> _TASK BRIEF_
Arrange the stretch of lines from the first one through the line containing "point(680, 649)" as a Markdown table with the columns Row and Line text, leaving out any blank lines.

:: EXERCISE INPUT

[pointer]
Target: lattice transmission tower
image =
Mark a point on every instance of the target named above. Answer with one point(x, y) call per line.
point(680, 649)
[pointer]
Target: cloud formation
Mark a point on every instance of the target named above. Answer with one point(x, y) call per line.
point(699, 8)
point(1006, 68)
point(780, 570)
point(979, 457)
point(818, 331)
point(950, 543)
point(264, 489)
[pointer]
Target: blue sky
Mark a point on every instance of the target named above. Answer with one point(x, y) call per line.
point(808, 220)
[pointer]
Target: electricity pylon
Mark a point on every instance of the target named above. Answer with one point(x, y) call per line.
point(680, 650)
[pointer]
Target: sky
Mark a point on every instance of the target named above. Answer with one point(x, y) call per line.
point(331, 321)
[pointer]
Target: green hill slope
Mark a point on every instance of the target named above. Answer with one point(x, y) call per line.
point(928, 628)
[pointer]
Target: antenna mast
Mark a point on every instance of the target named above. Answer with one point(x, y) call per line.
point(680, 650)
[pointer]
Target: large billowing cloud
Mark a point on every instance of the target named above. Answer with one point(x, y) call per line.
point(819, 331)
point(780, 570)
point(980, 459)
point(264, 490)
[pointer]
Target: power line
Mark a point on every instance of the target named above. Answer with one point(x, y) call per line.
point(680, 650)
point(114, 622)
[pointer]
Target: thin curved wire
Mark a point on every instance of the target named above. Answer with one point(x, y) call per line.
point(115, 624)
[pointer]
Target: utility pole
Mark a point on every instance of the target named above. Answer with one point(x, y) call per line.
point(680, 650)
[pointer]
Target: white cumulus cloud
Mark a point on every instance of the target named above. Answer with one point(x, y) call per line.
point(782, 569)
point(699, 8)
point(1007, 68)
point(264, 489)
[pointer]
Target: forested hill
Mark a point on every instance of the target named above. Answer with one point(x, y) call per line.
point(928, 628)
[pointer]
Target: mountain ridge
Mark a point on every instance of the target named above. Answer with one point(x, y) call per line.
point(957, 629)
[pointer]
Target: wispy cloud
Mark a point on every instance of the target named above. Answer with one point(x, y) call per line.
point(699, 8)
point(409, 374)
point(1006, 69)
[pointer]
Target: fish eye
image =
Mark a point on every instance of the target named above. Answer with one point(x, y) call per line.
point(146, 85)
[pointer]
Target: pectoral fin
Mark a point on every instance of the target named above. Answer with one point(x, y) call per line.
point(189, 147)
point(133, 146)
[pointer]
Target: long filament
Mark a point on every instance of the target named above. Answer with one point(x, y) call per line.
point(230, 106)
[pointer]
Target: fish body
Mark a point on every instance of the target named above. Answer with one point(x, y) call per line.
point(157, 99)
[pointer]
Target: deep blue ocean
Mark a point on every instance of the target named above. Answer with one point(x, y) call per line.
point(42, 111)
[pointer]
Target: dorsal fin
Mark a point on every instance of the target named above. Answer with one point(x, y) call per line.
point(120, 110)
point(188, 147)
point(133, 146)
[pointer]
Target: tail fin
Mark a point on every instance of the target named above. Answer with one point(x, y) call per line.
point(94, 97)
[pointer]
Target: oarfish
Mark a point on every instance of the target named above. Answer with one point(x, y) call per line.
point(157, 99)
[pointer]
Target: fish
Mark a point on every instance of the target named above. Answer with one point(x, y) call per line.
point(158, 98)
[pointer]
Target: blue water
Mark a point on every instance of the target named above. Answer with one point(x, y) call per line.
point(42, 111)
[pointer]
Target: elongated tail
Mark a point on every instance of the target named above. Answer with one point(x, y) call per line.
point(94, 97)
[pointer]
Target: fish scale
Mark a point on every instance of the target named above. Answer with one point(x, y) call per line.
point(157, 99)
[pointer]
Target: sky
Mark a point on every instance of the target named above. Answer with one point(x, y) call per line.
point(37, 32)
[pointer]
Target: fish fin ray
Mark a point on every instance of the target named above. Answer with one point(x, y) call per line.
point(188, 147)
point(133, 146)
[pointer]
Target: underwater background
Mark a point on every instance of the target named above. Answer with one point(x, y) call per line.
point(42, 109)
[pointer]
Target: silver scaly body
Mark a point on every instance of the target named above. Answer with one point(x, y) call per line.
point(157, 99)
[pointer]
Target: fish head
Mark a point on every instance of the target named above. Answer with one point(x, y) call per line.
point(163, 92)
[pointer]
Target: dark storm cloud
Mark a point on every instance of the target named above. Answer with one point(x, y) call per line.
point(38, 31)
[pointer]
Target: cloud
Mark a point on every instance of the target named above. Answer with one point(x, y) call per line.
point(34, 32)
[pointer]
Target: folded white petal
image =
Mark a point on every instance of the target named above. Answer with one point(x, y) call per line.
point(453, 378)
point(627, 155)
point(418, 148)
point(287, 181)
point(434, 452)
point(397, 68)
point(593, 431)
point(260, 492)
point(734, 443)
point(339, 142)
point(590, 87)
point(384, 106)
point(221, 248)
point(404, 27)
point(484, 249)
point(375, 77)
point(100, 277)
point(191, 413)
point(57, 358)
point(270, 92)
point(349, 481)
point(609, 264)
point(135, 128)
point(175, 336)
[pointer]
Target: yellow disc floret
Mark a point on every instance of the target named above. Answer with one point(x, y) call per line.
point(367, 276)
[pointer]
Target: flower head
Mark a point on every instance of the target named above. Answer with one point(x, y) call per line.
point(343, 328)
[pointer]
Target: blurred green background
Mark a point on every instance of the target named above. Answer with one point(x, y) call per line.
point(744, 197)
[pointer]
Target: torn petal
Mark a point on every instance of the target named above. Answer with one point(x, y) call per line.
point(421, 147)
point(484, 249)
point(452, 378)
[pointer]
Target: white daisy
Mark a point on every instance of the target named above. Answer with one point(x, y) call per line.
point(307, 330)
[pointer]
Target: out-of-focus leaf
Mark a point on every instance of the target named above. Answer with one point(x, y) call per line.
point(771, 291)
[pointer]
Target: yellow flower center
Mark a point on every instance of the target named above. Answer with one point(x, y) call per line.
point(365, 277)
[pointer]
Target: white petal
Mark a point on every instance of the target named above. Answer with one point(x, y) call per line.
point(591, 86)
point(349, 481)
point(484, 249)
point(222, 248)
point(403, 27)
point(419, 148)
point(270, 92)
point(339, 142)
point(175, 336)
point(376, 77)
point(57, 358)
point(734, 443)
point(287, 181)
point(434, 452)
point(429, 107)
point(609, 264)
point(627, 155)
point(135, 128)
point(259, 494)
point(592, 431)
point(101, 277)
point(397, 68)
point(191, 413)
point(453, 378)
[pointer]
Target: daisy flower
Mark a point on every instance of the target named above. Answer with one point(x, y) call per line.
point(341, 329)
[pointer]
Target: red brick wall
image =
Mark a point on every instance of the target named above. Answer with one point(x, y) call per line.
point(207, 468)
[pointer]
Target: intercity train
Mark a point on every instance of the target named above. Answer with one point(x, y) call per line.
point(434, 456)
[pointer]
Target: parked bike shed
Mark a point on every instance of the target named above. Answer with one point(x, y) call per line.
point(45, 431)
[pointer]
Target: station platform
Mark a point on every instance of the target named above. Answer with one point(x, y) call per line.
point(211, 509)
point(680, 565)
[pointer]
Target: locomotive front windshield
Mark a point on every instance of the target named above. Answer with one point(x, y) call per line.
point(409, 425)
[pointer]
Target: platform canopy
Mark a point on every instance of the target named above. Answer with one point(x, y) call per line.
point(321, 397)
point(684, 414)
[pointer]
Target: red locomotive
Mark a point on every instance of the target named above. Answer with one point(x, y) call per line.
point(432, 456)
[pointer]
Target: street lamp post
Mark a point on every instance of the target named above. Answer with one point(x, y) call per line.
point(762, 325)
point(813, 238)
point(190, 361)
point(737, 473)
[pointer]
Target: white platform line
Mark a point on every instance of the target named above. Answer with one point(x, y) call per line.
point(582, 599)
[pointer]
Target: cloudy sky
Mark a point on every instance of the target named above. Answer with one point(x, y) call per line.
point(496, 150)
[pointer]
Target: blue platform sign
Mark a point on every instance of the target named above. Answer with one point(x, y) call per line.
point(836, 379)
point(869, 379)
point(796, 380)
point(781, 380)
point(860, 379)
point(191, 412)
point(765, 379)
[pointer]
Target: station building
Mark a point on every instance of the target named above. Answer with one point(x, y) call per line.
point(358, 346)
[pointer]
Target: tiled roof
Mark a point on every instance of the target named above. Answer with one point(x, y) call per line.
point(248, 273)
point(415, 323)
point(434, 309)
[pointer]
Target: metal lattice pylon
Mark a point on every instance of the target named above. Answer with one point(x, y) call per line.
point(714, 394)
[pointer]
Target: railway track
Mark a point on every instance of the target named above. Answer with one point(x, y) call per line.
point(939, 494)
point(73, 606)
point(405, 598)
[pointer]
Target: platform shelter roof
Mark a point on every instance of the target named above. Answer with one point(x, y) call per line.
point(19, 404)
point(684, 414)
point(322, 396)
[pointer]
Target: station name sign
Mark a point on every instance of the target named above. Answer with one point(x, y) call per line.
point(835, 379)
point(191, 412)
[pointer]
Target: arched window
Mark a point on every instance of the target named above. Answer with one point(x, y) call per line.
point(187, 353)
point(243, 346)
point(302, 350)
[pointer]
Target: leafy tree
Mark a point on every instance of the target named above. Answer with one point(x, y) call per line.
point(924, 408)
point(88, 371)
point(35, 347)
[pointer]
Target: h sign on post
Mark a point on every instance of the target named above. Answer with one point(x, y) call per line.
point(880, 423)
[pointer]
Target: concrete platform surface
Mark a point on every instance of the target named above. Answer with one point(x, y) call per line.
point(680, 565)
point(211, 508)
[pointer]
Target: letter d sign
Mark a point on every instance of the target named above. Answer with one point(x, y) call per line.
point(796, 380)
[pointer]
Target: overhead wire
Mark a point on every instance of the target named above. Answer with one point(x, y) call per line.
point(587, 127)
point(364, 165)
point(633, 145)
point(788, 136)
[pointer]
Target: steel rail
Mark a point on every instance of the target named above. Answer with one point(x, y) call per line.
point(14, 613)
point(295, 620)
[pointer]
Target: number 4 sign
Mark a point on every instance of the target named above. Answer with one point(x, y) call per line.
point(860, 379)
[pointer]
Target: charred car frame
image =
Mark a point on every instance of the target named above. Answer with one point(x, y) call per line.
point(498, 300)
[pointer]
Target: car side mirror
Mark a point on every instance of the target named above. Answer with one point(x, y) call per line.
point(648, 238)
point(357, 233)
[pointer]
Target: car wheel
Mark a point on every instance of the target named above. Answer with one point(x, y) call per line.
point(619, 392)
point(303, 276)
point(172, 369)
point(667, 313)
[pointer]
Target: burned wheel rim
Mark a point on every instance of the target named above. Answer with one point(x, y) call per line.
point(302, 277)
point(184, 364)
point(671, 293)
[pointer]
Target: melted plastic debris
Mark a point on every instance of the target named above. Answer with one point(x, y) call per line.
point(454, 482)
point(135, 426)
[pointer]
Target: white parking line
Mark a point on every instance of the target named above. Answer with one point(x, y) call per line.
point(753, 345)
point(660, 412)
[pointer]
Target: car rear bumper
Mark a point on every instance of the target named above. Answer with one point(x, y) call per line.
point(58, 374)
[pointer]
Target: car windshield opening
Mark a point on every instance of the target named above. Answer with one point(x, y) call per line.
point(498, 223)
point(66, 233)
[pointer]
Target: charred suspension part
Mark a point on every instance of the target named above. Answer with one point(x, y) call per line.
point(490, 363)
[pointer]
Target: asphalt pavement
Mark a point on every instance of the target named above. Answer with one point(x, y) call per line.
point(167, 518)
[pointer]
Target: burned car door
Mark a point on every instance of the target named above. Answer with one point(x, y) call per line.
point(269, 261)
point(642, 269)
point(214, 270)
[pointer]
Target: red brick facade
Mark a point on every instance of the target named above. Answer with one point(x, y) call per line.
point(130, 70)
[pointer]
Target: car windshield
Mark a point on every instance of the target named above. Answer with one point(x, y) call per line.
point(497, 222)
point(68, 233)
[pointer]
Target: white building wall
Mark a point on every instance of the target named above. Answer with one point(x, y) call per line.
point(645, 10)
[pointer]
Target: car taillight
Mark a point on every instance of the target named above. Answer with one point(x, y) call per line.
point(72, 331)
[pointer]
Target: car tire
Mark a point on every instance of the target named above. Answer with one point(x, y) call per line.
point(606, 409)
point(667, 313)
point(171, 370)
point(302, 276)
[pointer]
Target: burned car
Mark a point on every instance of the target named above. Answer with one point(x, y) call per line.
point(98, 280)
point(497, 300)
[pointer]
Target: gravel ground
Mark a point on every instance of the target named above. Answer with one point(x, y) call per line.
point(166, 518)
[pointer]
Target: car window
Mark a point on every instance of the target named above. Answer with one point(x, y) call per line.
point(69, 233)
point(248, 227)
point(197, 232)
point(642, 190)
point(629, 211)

::::

> _FULL RESPONSE_
| Row | Line text |
|---|---|
| 1 | [pointer] |
| 2 | Target: lattice transmission tower |
| 3 | image = |
| 4 | Mark a point on every instance of the target named above. Answer with one point(x, y) call per line. |
| 5 | point(680, 649) |